* start *
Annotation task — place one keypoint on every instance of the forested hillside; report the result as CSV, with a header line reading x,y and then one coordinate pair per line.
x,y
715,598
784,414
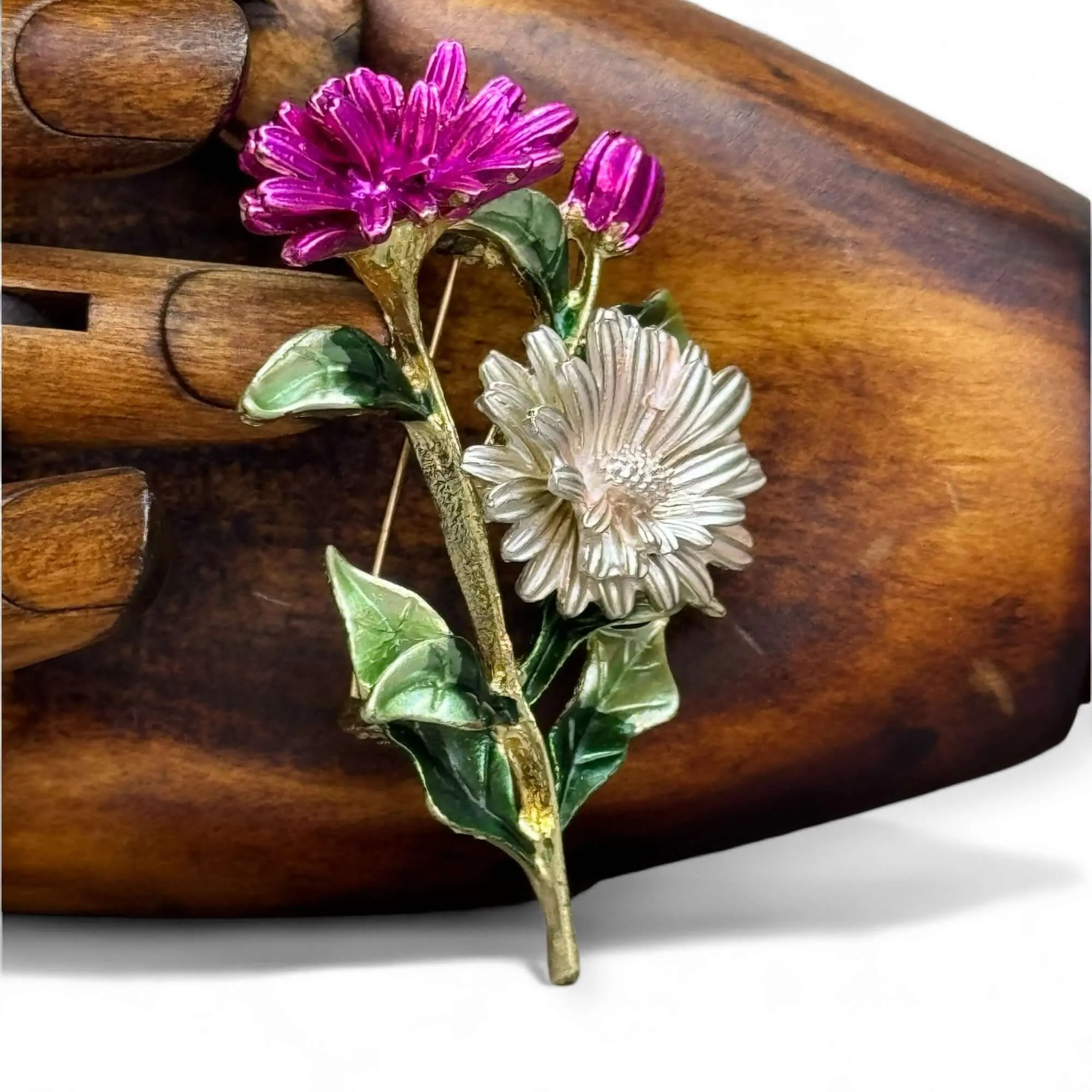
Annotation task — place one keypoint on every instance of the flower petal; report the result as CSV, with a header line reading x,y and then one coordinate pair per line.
x,y
421,123
303,197
318,245
496,464
447,72
362,134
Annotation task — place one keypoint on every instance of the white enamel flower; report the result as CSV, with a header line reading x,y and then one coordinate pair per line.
x,y
624,474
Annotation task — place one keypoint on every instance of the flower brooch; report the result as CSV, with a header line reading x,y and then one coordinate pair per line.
x,y
615,455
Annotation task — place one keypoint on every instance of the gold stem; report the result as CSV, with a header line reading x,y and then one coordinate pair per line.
x,y
400,470
391,275
590,290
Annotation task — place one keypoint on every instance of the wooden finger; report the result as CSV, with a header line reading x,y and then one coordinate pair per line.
x,y
78,556
151,351
104,87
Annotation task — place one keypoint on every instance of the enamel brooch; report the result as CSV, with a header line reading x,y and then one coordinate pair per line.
x,y
613,457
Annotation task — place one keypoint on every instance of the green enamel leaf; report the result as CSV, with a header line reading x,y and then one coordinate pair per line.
x,y
383,621
559,638
438,682
525,231
660,311
468,782
626,690
326,372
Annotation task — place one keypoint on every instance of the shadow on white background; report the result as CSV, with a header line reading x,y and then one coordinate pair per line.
x,y
858,875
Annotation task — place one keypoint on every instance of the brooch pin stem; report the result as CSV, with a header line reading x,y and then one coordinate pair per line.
x,y
390,272
400,470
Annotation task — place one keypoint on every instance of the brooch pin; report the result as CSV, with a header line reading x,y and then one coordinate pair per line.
x,y
614,454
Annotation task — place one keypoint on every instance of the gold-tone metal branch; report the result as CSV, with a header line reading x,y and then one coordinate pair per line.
x,y
400,470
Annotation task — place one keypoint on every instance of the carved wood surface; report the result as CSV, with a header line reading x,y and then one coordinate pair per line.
x,y
78,556
170,346
912,310
94,87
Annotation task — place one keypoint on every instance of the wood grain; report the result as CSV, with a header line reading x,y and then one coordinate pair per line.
* end *
### Description of the task
The records above should be reproduced exactly, with no pictures included.

### Written answer
Annotation task — place one keypoint on every instance of the forested hillside; report the result as CSV, with a header line reading x,y and then one coordinate pair per line.
x,y
715,598
784,414
Annotation task — place one keypoint on every instance of the flower petal; report the result as CSV, with a header line reading x,y and then one coordinate pair per line.
x,y
421,123
303,197
318,245
496,464
447,72
362,134
Annotation task — place one keypoint on every instance of the white enamel flower; report the result as CSV, with a header line reading x,y and then one coordinate pair per line.
x,y
624,474
Annotation task — place one keypoint on every instance of the flower brooch; report the result as CSV, with a header line reading x,y and then one coordinate pair per line.
x,y
615,455
Annotation task — place one keypoint on every instance of the gold stem; report the result as CSV, with a header line reading x,y and then one coordinate pair per line.
x,y
400,470
391,275
590,290
Annotation task — place one keypoint on every instance of the wooden finger; report the result as CSV, with a header line reading x,y and then one coordinate pair per line.
x,y
78,556
151,351
104,87
Annotation task — place one keypoint on every instance of the enamel brooch; report the result as CSV, with a header line reading x,y and then one coordinate pair per line.
x,y
613,457
Annotation task — place one keypoint on every instance of the green enamel leaf; report the result as CSV, with a header line reading x,y and then one coordinate pair per line.
x,y
383,621
559,638
438,682
525,231
660,311
468,782
626,690
326,372
Annotation task — place one keypoint on every instance of the shadow on white background; report the result as CSV, with a header line reading x,y and then one coordinate pair per line.
x,y
858,875
Annotation task — place one keypoint on every instance of the brooch pin stem; report the result as CSV, with a header line reading x,y and then one coordinate pair per line.
x,y
390,272
400,470
Annotation task — place one keypoint on every instance of the brooch pin; report the result as CSV, with a header line reading x,y and then one coordinate pair per line.
x,y
614,454
Annotation task — place one keypoint on every instance of the gold-tone metal branch; report the result as CSV, with a header line reading x,y and then one coordinate pair per line.
x,y
400,470
Annotation task — place one keypoint on every instance of the carved wood surface; report the result as CSV, with a header line reading x,y and then one coordinate pair per line.
x,y
78,556
170,346
912,310
94,87
Annotation task — place one keypoint on every instance of the wood grain; report the result as CSV, with a header line reading x,y and then one coordinate pair per line.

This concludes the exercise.